---------- Records for this exercise

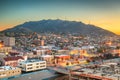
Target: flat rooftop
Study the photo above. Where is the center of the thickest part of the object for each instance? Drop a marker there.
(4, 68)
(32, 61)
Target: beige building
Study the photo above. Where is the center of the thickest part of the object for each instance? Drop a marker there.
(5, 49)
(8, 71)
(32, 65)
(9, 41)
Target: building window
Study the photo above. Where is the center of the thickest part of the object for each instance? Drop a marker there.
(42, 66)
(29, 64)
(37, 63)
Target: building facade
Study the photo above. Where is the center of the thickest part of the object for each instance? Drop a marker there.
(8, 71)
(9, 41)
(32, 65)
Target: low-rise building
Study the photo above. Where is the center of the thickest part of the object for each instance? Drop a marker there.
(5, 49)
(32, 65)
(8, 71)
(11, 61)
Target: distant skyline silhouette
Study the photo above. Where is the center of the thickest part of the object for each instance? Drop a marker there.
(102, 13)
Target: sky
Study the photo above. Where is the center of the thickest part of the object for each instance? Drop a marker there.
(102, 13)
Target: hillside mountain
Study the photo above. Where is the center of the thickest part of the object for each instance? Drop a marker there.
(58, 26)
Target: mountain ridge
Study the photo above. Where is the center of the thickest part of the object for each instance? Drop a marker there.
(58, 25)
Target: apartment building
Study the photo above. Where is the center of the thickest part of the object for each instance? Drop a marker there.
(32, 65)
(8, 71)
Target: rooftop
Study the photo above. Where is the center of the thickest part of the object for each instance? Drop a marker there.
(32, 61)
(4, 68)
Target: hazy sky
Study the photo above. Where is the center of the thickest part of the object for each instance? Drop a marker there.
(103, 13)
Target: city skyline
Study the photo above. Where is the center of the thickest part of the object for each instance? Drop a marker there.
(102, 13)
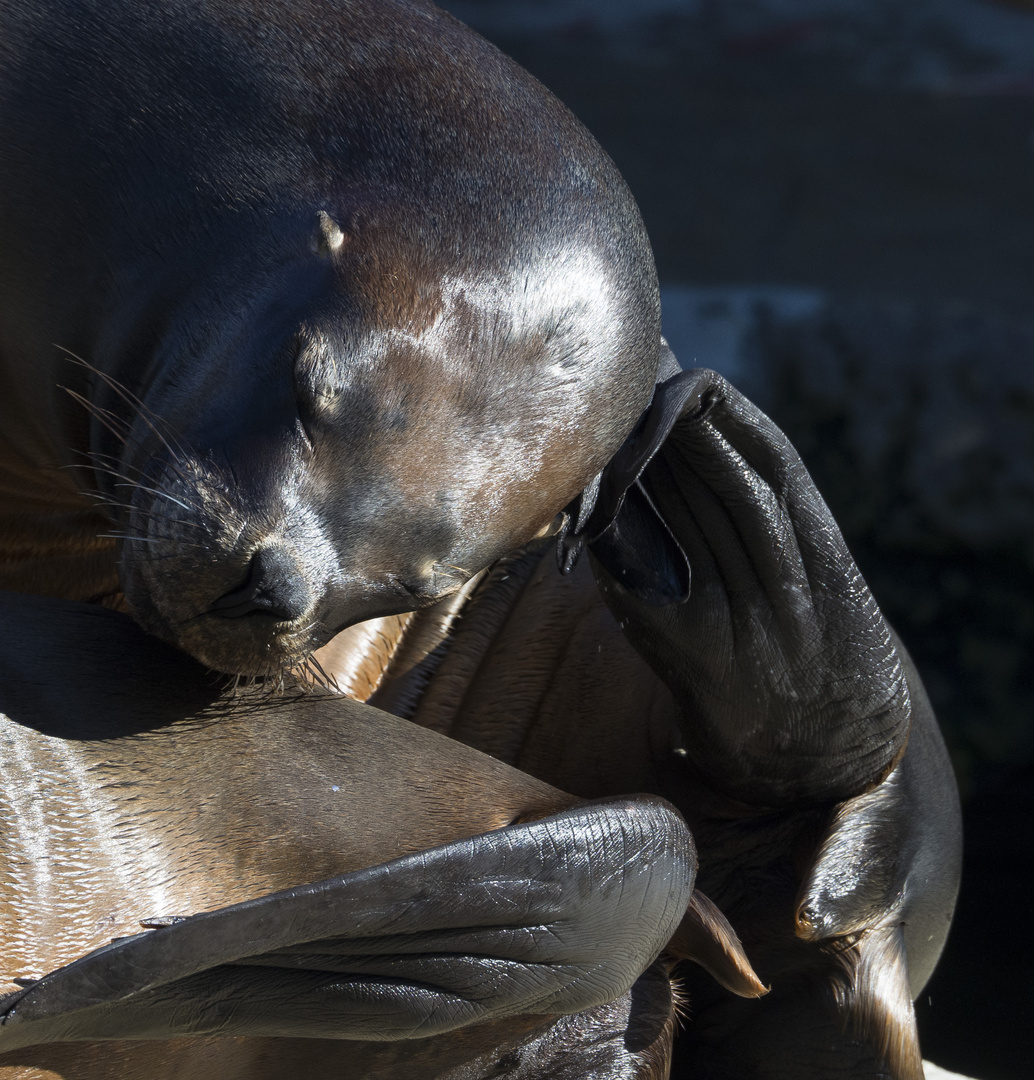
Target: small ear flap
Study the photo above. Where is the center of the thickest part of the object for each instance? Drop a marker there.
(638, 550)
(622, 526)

--------------------
---------- Records for this exercise

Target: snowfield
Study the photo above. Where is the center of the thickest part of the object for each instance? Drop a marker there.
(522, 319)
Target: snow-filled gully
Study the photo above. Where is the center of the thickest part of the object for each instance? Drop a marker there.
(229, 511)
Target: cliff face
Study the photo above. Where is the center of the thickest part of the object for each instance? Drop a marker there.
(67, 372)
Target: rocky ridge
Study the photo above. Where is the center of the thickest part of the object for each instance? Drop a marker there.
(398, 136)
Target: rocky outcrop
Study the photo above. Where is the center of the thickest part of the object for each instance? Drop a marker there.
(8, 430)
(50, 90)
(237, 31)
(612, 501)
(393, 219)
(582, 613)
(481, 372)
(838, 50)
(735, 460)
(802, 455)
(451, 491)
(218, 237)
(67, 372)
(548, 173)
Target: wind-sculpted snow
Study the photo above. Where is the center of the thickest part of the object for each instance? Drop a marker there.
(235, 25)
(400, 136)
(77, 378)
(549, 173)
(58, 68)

--------------------
---------- Records for this exercise

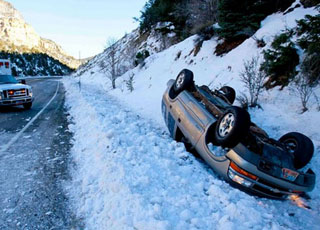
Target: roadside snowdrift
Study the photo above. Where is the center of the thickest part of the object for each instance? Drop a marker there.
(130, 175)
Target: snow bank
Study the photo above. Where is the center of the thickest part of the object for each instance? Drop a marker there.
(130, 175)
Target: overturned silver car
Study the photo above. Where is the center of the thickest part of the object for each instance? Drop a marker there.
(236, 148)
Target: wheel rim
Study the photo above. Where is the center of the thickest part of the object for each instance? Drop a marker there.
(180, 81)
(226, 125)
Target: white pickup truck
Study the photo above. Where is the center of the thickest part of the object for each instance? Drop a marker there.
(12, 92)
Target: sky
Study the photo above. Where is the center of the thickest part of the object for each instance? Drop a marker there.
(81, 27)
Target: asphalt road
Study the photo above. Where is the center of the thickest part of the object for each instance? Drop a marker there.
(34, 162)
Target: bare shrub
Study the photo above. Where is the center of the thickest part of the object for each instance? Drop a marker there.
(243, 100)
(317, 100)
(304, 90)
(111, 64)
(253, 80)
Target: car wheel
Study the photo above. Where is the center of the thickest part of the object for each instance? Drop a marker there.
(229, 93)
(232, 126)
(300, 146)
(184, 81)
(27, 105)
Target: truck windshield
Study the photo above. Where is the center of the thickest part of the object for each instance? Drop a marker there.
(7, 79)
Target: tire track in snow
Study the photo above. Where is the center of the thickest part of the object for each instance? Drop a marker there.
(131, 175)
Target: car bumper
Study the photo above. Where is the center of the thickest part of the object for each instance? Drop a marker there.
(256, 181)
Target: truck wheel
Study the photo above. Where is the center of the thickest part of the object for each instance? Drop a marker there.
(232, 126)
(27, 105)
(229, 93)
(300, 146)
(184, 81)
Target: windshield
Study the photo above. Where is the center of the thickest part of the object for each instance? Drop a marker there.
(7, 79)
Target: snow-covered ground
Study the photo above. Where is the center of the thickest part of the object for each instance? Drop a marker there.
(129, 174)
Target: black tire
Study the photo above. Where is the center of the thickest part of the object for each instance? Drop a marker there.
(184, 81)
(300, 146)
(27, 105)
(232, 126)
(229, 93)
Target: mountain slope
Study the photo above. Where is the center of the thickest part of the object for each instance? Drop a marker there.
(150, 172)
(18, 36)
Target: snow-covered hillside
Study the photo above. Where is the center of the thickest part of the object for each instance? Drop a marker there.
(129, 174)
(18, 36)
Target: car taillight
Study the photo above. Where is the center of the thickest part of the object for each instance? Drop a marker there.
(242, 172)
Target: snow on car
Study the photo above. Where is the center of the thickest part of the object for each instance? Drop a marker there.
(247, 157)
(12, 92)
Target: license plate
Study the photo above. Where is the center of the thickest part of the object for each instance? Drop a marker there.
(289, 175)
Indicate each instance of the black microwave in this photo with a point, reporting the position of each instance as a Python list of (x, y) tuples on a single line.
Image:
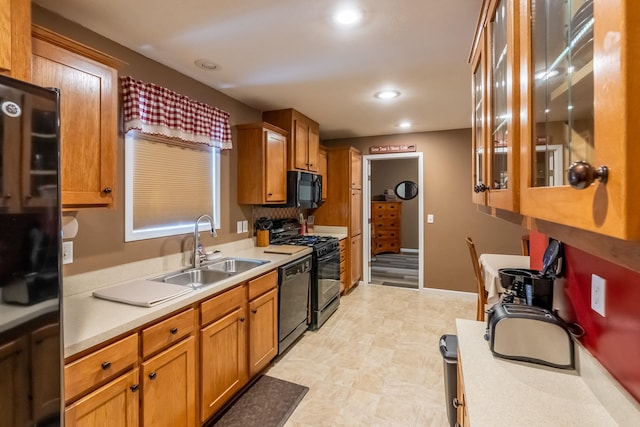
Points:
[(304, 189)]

--------------------

(Directions for this task):
Count how many lines in the entries above hold the word "truck". Give that number by itself.

(Task solution):
3